→ Instructions to follow:
Copy out, unchanged, the part of the material below that opens with the line containing "TARGET = distant hill" and closes with the line containing "82), (64, 270)]".

→ Data for the task:
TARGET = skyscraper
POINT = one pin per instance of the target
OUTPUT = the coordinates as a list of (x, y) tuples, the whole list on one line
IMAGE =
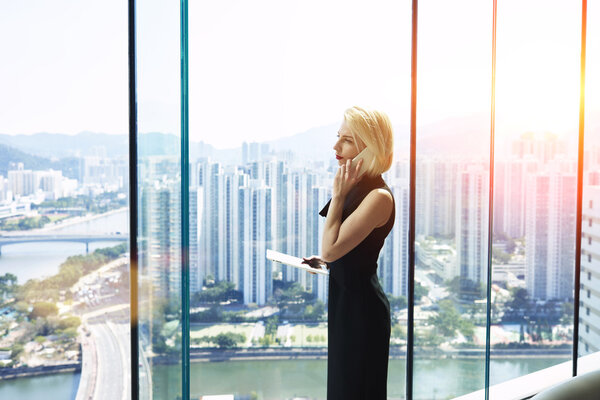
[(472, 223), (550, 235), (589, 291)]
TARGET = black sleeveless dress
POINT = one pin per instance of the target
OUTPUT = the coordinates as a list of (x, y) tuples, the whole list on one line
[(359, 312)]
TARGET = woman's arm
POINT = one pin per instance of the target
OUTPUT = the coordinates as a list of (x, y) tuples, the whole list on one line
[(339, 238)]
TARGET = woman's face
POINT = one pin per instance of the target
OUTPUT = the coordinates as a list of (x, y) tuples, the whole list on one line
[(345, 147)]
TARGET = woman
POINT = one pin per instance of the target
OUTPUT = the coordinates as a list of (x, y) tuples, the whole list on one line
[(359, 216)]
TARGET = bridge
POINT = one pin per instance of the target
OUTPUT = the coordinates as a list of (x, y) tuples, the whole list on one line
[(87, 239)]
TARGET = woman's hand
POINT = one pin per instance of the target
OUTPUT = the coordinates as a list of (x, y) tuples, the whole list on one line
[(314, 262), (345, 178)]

...

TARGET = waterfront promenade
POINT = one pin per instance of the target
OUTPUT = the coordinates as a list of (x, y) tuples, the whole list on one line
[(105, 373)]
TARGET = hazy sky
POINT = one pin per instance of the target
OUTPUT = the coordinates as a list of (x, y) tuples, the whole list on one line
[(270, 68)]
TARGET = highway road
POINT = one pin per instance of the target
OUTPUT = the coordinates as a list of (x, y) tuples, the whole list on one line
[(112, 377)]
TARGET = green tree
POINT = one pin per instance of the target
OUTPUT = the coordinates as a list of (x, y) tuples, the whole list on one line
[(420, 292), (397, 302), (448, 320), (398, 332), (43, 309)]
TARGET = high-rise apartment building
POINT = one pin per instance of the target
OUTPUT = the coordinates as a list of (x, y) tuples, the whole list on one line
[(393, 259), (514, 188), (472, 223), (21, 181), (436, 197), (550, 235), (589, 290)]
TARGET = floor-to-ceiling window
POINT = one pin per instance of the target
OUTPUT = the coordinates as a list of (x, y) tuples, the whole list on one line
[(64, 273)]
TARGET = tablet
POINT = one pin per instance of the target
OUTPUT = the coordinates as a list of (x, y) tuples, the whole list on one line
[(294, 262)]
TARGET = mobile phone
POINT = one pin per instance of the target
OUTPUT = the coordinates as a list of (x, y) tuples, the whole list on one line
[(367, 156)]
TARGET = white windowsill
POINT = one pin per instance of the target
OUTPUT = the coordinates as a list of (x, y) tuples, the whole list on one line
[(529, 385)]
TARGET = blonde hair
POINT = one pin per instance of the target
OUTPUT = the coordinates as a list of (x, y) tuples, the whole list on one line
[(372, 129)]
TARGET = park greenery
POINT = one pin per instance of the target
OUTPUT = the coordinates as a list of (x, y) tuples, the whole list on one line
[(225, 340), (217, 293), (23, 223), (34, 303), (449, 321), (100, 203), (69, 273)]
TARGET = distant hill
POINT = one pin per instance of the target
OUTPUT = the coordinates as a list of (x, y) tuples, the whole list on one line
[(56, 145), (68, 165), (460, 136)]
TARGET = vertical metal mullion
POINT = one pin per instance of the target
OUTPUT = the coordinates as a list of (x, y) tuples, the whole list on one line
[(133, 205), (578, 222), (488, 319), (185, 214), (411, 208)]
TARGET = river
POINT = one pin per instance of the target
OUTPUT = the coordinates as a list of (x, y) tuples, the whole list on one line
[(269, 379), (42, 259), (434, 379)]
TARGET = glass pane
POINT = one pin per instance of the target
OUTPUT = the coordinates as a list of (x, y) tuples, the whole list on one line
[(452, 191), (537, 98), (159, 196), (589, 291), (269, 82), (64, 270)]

→ Written answer:
TARGET = distant hill
POINT = one pin per instance of the target
OUTPUT = the coordinates as a list of (x, y) tuples, the whole list on one line
[(56, 145), (68, 165), (460, 136)]
TARGET = vertical metal mullion
POINT = one pin per instance of the target
OUTPUT = the coordinates as a list of (x, y) tuples, the whole list on one line
[(133, 205), (578, 222), (488, 319), (185, 214), (411, 208)]
TARGET = river
POINT = one pin per instance of the target
OUTPUT = the coordinates as a list of (x, y) tuples, the whole list on one line
[(269, 379), (42, 259), (434, 379)]
TARGET = glass pane
POINT = one pin per instance of the target
OUTPUT = the coordinates as a list of (x, y) tuples, the whole list on one line
[(452, 191), (537, 98), (159, 196), (589, 291), (269, 82), (64, 270)]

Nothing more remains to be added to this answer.